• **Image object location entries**
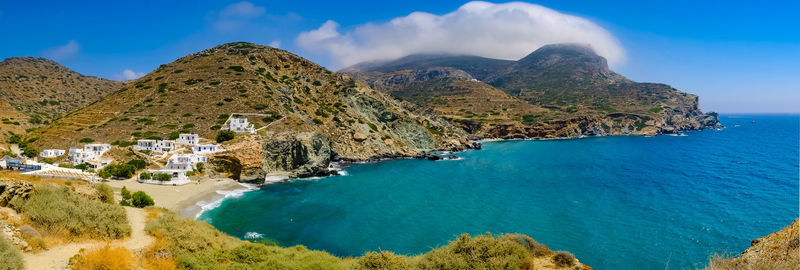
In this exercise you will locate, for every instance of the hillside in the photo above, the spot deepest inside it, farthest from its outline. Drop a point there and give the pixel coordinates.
(35, 91)
(302, 107)
(778, 251)
(570, 90)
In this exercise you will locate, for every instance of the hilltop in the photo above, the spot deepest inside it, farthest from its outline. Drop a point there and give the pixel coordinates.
(35, 91)
(569, 91)
(306, 113)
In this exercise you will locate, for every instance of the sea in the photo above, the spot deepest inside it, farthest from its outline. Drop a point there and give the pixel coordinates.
(620, 202)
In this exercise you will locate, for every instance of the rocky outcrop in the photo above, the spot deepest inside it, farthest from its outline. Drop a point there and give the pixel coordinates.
(297, 155)
(779, 250)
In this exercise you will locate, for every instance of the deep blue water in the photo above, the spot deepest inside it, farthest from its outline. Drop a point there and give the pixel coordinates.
(615, 202)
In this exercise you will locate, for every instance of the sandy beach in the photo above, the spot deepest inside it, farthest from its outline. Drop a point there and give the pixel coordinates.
(182, 199)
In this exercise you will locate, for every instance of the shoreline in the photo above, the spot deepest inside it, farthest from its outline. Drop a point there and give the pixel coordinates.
(185, 199)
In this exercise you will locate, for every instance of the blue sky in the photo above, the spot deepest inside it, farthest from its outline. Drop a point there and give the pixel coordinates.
(737, 56)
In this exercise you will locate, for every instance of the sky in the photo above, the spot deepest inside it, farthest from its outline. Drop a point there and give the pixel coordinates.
(738, 56)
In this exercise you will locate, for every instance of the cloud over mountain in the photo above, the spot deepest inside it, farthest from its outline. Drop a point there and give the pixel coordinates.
(63, 52)
(504, 31)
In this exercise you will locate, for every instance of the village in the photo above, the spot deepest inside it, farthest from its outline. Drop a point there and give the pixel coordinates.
(173, 161)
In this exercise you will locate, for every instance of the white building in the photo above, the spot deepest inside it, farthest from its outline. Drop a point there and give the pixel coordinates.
(201, 149)
(177, 177)
(185, 162)
(52, 153)
(90, 154)
(155, 145)
(190, 139)
(239, 125)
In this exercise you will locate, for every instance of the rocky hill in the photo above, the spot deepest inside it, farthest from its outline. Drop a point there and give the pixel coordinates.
(35, 91)
(778, 251)
(569, 89)
(306, 114)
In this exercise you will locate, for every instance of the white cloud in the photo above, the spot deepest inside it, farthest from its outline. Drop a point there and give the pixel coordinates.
(63, 52)
(128, 75)
(242, 9)
(505, 31)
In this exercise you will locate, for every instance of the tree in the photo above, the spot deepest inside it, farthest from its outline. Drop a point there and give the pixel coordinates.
(141, 199)
(126, 194)
(29, 151)
(225, 135)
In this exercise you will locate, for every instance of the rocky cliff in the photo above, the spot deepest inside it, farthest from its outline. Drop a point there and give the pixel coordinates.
(562, 90)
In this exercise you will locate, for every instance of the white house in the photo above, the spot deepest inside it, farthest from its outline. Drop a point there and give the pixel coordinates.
(185, 162)
(239, 125)
(52, 153)
(206, 149)
(190, 139)
(90, 154)
(155, 145)
(177, 177)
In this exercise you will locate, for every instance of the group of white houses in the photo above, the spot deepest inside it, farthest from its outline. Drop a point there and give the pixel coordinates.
(177, 164)
(91, 154)
(239, 125)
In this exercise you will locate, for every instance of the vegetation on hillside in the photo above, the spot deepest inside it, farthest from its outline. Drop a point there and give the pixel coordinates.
(10, 257)
(58, 210)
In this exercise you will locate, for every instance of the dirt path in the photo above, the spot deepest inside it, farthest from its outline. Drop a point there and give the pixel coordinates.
(58, 257)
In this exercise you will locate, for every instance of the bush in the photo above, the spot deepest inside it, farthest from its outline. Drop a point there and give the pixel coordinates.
(563, 259)
(225, 135)
(126, 194)
(106, 193)
(104, 258)
(480, 252)
(141, 199)
(383, 260)
(58, 209)
(10, 255)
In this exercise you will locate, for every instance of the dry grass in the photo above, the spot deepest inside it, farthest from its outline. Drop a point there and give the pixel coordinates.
(105, 258)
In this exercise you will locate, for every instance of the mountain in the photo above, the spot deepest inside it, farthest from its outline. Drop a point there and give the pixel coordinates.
(306, 114)
(35, 91)
(570, 91)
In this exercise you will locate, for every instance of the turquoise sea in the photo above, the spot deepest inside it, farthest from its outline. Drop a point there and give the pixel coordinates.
(615, 202)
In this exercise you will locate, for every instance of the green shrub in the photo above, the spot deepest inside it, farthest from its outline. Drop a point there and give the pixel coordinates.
(10, 257)
(141, 199)
(480, 252)
(105, 192)
(126, 194)
(225, 135)
(384, 260)
(563, 259)
(59, 209)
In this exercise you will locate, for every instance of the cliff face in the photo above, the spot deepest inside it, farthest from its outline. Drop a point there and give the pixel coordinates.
(778, 251)
(562, 90)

• **Problem statement**
Nothing but the lines from the line with "of the turquoise" to the last line of the listing above should appear; please retype them exactly, both ends included.

• **Reply**
In this exercise you will locate, for every instance of the turquoise sea in the photo above, the spot deepest inside it, farthest from its outline. Drop a point there and give the pixel coordinates.
(615, 202)
In this exercise you will locate, for every instance of the green shrub in the photo above, the spot deepest inside it, farthest from its outline. Drop a point there and give the pixel coordinates.
(10, 257)
(141, 199)
(480, 252)
(105, 192)
(126, 194)
(225, 135)
(384, 260)
(563, 259)
(59, 209)
In this exercise you will locate, for every instance of the cliff face in the photo above, the spot deepest inside it, farthest from its outline. Drop a point there and give the pixel coordinates.
(778, 251)
(562, 90)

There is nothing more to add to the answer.